(Saved data entries)
- - - - - - -

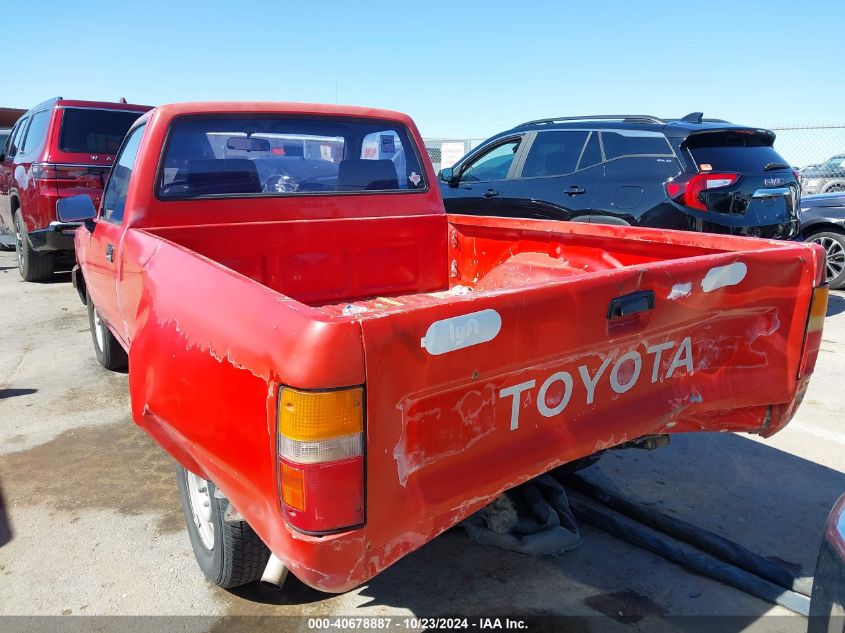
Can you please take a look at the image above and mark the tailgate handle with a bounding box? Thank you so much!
[607,290,655,320]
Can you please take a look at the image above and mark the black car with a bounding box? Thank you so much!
[808,494,845,633]
[801,192,845,289]
[439,113,800,240]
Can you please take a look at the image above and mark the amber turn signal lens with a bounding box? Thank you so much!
[280,462,306,511]
[808,286,829,332]
[279,387,363,442]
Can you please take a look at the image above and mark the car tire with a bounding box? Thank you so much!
[176,465,271,589]
[87,295,128,371]
[824,184,845,193]
[14,211,54,282]
[804,230,845,290]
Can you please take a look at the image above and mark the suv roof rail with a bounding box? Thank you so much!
[515,114,666,128]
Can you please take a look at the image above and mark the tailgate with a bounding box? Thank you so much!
[357,244,817,544]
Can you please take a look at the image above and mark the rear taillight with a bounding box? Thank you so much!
[32,163,107,188]
[793,169,801,184]
[277,386,364,533]
[665,172,739,211]
[798,286,828,378]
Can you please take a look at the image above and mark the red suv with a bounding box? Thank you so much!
[0,97,151,281]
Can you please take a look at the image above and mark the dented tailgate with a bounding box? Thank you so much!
[356,241,818,572]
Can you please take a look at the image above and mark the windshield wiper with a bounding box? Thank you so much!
[764,162,790,171]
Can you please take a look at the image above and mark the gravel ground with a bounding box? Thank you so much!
[0,248,843,632]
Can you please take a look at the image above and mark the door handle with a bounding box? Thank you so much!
[565,186,586,196]
[607,291,655,320]
[105,243,114,263]
[482,189,500,198]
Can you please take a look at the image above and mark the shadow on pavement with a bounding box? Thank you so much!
[0,388,37,399]
[827,292,845,317]
[0,479,12,548]
[43,271,72,285]
[344,432,842,631]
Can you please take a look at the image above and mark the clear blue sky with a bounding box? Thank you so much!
[6,0,843,139]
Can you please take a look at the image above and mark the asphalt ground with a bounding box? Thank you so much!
[0,248,843,632]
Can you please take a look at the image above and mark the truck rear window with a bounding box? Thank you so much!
[685,131,789,173]
[59,108,145,154]
[157,115,427,199]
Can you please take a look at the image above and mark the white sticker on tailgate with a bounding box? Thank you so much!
[702,262,747,292]
[421,309,502,355]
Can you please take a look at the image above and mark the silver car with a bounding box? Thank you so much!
[802,154,845,194]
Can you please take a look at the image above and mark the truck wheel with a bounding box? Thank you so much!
[14,211,55,282]
[176,465,271,589]
[805,230,845,290]
[87,295,128,371]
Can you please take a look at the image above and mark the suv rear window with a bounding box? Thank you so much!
[158,115,427,199]
[59,108,145,154]
[685,132,788,173]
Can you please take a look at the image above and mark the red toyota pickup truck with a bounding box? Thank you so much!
[60,102,828,593]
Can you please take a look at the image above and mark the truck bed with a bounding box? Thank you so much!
[124,213,823,592]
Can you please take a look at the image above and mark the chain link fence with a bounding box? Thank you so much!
[771,124,845,170]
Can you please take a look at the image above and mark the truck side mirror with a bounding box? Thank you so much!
[56,195,97,224]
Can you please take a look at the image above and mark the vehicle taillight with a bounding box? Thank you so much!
[793,169,801,184]
[798,285,829,378]
[32,163,108,188]
[665,172,739,211]
[277,386,364,533]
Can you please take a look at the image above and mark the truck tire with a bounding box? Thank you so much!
[14,211,55,282]
[87,295,128,371]
[176,465,271,589]
[804,230,845,290]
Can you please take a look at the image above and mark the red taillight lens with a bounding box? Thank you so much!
[793,169,801,184]
[32,163,108,188]
[798,286,828,378]
[277,387,365,533]
[665,172,738,211]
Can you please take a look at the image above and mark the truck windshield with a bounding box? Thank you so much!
[158,115,427,199]
[59,108,145,154]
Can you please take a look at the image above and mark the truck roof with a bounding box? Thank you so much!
[141,101,416,128]
[26,97,152,113]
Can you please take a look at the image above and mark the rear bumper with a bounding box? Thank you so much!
[698,218,800,240]
[28,222,79,252]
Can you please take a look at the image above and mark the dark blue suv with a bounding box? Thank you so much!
[439,113,799,240]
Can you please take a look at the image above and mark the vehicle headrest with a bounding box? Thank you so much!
[337,159,399,191]
[186,159,261,195]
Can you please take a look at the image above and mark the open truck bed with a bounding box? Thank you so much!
[68,102,828,592]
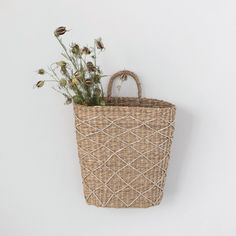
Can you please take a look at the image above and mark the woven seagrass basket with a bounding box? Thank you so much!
[74,70,176,208]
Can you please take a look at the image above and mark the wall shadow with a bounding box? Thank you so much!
[164,106,194,203]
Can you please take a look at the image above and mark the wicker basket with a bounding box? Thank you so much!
[74,70,176,208]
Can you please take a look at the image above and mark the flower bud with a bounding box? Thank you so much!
[54,26,67,37]
[71,43,80,56]
[59,79,67,87]
[56,61,67,75]
[37,69,45,75]
[56,61,67,67]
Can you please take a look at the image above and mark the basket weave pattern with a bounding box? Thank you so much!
[74,71,176,208]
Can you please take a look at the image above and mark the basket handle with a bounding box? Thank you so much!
[107,70,142,100]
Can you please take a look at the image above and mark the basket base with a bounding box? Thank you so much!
[83,194,163,208]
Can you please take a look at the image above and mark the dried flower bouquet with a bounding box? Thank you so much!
[35,26,106,106]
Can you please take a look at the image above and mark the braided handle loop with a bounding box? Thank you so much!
[107,70,142,100]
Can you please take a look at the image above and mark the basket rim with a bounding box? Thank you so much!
[73,97,176,110]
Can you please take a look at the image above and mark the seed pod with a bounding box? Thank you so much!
[37,68,45,75]
[71,44,80,56]
[59,79,67,87]
[95,38,105,50]
[82,47,91,55]
[86,61,96,72]
[85,79,93,86]
[35,80,44,88]
[54,26,67,37]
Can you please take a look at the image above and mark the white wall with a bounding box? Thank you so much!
[1,0,236,235]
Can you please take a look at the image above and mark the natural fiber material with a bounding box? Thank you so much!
[74,70,176,208]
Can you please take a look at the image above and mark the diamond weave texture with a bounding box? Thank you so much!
[74,103,175,208]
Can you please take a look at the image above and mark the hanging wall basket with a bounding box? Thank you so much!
[73,70,176,208]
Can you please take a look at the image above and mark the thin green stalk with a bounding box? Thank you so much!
[44,80,58,82]
[56,37,77,70]
[47,68,59,81]
[64,86,73,97]
[93,41,97,68]
[52,87,70,97]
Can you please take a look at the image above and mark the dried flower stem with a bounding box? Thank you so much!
[56,37,77,70]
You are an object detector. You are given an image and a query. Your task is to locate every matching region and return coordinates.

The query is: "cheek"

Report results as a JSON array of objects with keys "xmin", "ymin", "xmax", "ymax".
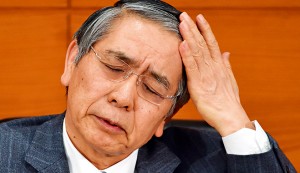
[
  {"xmin": 131, "ymin": 115, "xmax": 164, "ymax": 148},
  {"xmin": 67, "ymin": 66, "xmax": 113, "ymax": 117},
  {"xmin": 132, "ymin": 103, "xmax": 169, "ymax": 137}
]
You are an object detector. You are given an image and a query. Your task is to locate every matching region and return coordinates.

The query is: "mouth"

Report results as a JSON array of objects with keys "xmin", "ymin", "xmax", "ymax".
[{"xmin": 94, "ymin": 115, "xmax": 125, "ymax": 134}]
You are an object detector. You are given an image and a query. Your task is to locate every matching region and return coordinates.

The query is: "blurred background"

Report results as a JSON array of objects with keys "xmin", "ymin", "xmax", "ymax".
[{"xmin": 0, "ymin": 0, "xmax": 299, "ymax": 170}]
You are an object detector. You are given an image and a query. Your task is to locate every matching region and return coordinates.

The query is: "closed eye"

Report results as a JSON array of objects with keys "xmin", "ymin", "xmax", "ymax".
[
  {"xmin": 142, "ymin": 83, "xmax": 163, "ymax": 97},
  {"xmin": 104, "ymin": 63, "xmax": 125, "ymax": 73}
]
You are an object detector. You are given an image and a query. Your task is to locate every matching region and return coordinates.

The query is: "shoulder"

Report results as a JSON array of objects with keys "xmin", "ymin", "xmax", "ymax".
[
  {"xmin": 0, "ymin": 114, "xmax": 65, "ymax": 171},
  {"xmin": 0, "ymin": 114, "xmax": 64, "ymax": 157},
  {"xmin": 0, "ymin": 114, "xmax": 62, "ymax": 137}
]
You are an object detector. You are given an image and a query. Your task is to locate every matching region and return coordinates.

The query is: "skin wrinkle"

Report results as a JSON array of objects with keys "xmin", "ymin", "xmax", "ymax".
[
  {"xmin": 149, "ymin": 70, "xmax": 170, "ymax": 90},
  {"xmin": 75, "ymin": 7, "xmax": 187, "ymax": 118},
  {"xmin": 111, "ymin": 17, "xmax": 177, "ymax": 92},
  {"xmin": 63, "ymin": 15, "xmax": 181, "ymax": 168},
  {"xmin": 105, "ymin": 49, "xmax": 139, "ymax": 66},
  {"xmin": 59, "ymin": 1, "xmax": 191, "ymax": 169},
  {"xmin": 98, "ymin": 48, "xmax": 172, "ymax": 91}
]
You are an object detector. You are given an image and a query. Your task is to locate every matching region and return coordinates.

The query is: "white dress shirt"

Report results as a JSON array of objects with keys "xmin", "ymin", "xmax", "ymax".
[
  {"xmin": 222, "ymin": 120, "xmax": 271, "ymax": 154},
  {"xmin": 63, "ymin": 119, "xmax": 271, "ymax": 173},
  {"xmin": 63, "ymin": 120, "xmax": 138, "ymax": 173}
]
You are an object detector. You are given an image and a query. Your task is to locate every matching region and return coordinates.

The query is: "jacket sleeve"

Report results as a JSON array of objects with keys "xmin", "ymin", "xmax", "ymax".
[{"xmin": 226, "ymin": 134, "xmax": 296, "ymax": 173}]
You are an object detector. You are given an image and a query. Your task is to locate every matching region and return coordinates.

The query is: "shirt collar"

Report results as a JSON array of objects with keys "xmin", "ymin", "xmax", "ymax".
[{"xmin": 63, "ymin": 118, "xmax": 138, "ymax": 173}]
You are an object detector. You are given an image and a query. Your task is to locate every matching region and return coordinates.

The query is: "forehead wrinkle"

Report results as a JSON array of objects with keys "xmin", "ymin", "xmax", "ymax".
[{"xmin": 104, "ymin": 49, "xmax": 173, "ymax": 91}]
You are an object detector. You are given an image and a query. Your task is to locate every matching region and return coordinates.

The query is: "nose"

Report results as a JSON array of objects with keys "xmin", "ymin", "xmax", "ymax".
[{"xmin": 107, "ymin": 74, "xmax": 138, "ymax": 111}]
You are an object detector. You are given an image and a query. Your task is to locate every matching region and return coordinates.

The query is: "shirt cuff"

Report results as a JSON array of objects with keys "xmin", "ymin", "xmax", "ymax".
[{"xmin": 222, "ymin": 120, "xmax": 271, "ymax": 155}]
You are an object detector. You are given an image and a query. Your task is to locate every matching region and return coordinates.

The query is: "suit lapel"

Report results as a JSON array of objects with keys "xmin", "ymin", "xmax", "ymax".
[
  {"xmin": 24, "ymin": 114, "xmax": 69, "ymax": 172},
  {"xmin": 135, "ymin": 137, "xmax": 180, "ymax": 173}
]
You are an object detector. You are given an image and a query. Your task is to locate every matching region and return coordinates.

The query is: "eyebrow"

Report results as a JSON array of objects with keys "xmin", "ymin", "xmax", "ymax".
[
  {"xmin": 105, "ymin": 49, "xmax": 171, "ymax": 90},
  {"xmin": 150, "ymin": 70, "xmax": 170, "ymax": 90},
  {"xmin": 105, "ymin": 49, "xmax": 137, "ymax": 65}
]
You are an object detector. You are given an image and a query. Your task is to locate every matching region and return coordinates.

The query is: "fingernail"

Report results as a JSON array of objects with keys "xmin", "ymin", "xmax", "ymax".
[
  {"xmin": 180, "ymin": 12, "xmax": 188, "ymax": 20},
  {"xmin": 223, "ymin": 52, "xmax": 231, "ymax": 59},
  {"xmin": 197, "ymin": 14, "xmax": 206, "ymax": 23},
  {"xmin": 179, "ymin": 12, "xmax": 185, "ymax": 21}
]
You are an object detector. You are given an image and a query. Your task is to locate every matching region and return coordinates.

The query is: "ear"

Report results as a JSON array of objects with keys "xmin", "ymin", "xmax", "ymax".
[
  {"xmin": 61, "ymin": 39, "xmax": 78, "ymax": 86},
  {"xmin": 154, "ymin": 120, "xmax": 166, "ymax": 137}
]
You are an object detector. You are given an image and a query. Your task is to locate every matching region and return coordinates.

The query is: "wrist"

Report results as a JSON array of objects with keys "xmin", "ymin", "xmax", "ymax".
[
  {"xmin": 216, "ymin": 111, "xmax": 251, "ymax": 137},
  {"xmin": 218, "ymin": 121, "xmax": 251, "ymax": 137},
  {"xmin": 245, "ymin": 121, "xmax": 256, "ymax": 130}
]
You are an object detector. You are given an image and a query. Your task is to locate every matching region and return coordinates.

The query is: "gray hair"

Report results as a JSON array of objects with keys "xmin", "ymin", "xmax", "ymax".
[{"xmin": 74, "ymin": 0, "xmax": 189, "ymax": 118}]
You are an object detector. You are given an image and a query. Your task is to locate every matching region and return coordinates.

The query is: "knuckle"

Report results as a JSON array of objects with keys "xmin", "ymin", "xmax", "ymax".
[
  {"xmin": 191, "ymin": 49, "xmax": 202, "ymax": 57},
  {"xmin": 226, "ymin": 65, "xmax": 232, "ymax": 70},
  {"xmin": 190, "ymin": 24, "xmax": 198, "ymax": 32},
  {"xmin": 185, "ymin": 59, "xmax": 198, "ymax": 71},
  {"xmin": 197, "ymin": 39, "xmax": 206, "ymax": 48},
  {"xmin": 208, "ymin": 39, "xmax": 219, "ymax": 47},
  {"xmin": 203, "ymin": 22, "xmax": 211, "ymax": 31},
  {"xmin": 187, "ymin": 63, "xmax": 198, "ymax": 71}
]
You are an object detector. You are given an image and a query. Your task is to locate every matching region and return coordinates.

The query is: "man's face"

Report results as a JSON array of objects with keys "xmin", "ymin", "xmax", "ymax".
[{"xmin": 61, "ymin": 15, "xmax": 182, "ymax": 160}]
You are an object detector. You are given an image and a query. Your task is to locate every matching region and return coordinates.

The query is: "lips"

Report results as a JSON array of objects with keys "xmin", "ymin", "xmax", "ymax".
[{"xmin": 94, "ymin": 115, "xmax": 125, "ymax": 133}]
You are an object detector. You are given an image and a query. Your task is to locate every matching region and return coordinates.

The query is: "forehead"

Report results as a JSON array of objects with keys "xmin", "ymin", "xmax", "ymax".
[{"xmin": 94, "ymin": 15, "xmax": 183, "ymax": 89}]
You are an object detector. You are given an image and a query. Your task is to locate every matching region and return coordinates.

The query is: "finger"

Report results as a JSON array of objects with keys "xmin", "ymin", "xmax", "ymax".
[
  {"xmin": 222, "ymin": 52, "xmax": 232, "ymax": 69},
  {"xmin": 179, "ymin": 20, "xmax": 205, "ymax": 57},
  {"xmin": 196, "ymin": 14, "xmax": 222, "ymax": 62},
  {"xmin": 179, "ymin": 12, "xmax": 209, "ymax": 52},
  {"xmin": 222, "ymin": 52, "xmax": 240, "ymax": 102},
  {"xmin": 179, "ymin": 40, "xmax": 199, "ymax": 73},
  {"xmin": 179, "ymin": 20, "xmax": 209, "ymax": 67},
  {"xmin": 179, "ymin": 13, "xmax": 211, "ymax": 66}
]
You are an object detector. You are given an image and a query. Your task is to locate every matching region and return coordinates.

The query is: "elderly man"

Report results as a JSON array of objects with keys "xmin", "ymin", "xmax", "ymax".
[{"xmin": 0, "ymin": 0, "xmax": 296, "ymax": 172}]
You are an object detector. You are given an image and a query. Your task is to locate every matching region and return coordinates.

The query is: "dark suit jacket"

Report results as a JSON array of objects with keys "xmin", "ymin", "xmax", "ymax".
[{"xmin": 0, "ymin": 113, "xmax": 296, "ymax": 173}]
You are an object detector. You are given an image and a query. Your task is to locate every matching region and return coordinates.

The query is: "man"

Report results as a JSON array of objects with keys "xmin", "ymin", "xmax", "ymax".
[{"xmin": 0, "ymin": 0, "xmax": 296, "ymax": 172}]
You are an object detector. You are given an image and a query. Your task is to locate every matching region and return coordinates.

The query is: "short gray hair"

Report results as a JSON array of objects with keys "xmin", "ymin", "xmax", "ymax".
[{"xmin": 74, "ymin": 0, "xmax": 189, "ymax": 118}]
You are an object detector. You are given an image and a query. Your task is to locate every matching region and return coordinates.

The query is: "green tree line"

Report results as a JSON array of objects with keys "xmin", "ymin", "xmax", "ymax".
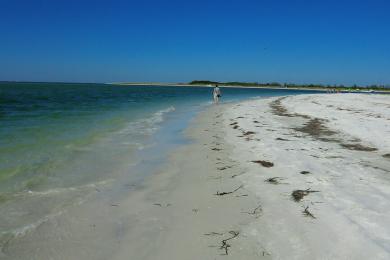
[{"xmin": 189, "ymin": 80, "xmax": 389, "ymax": 90}]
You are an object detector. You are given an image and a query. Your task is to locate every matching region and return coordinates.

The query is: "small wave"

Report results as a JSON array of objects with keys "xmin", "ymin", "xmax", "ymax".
[
  {"xmin": 0, "ymin": 179, "xmax": 114, "ymax": 249},
  {"xmin": 143, "ymin": 106, "xmax": 175, "ymax": 128},
  {"xmin": 1, "ymin": 208, "xmax": 66, "ymax": 239},
  {"xmin": 153, "ymin": 106, "xmax": 176, "ymax": 119},
  {"xmin": 0, "ymin": 195, "xmax": 88, "ymax": 253},
  {"xmin": 118, "ymin": 106, "xmax": 175, "ymax": 137},
  {"xmin": 6, "ymin": 179, "xmax": 114, "ymax": 199}
]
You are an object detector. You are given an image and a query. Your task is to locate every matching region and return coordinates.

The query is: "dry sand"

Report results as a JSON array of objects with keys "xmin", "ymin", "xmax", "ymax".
[{"xmin": 222, "ymin": 93, "xmax": 390, "ymax": 259}]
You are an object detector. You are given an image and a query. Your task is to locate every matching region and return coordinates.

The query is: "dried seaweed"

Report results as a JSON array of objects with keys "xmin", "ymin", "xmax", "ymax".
[
  {"xmin": 251, "ymin": 160, "xmax": 274, "ymax": 167},
  {"xmin": 291, "ymin": 189, "xmax": 319, "ymax": 202},
  {"xmin": 215, "ymin": 185, "xmax": 243, "ymax": 196}
]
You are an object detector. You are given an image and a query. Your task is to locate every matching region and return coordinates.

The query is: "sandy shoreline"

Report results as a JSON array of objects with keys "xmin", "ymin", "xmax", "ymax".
[
  {"xmin": 110, "ymin": 82, "xmax": 390, "ymax": 93},
  {"xmin": 110, "ymin": 82, "xmax": 328, "ymax": 91},
  {"xmin": 3, "ymin": 93, "xmax": 390, "ymax": 259},
  {"xmin": 113, "ymin": 93, "xmax": 390, "ymax": 259}
]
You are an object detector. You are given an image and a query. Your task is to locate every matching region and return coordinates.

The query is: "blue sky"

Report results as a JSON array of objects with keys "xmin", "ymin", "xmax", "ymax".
[{"xmin": 0, "ymin": 0, "xmax": 389, "ymax": 85}]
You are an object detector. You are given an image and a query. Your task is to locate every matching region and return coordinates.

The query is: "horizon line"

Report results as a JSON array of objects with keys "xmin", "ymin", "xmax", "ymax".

- - - - - - -

### TASK OBJECTIVE
Whenever a line above has the word "wrinkle" in it, copy that line.

### WRITTEN ANSWER
The query is: "skin wrinkle"
The query is: "forehead wrinkle"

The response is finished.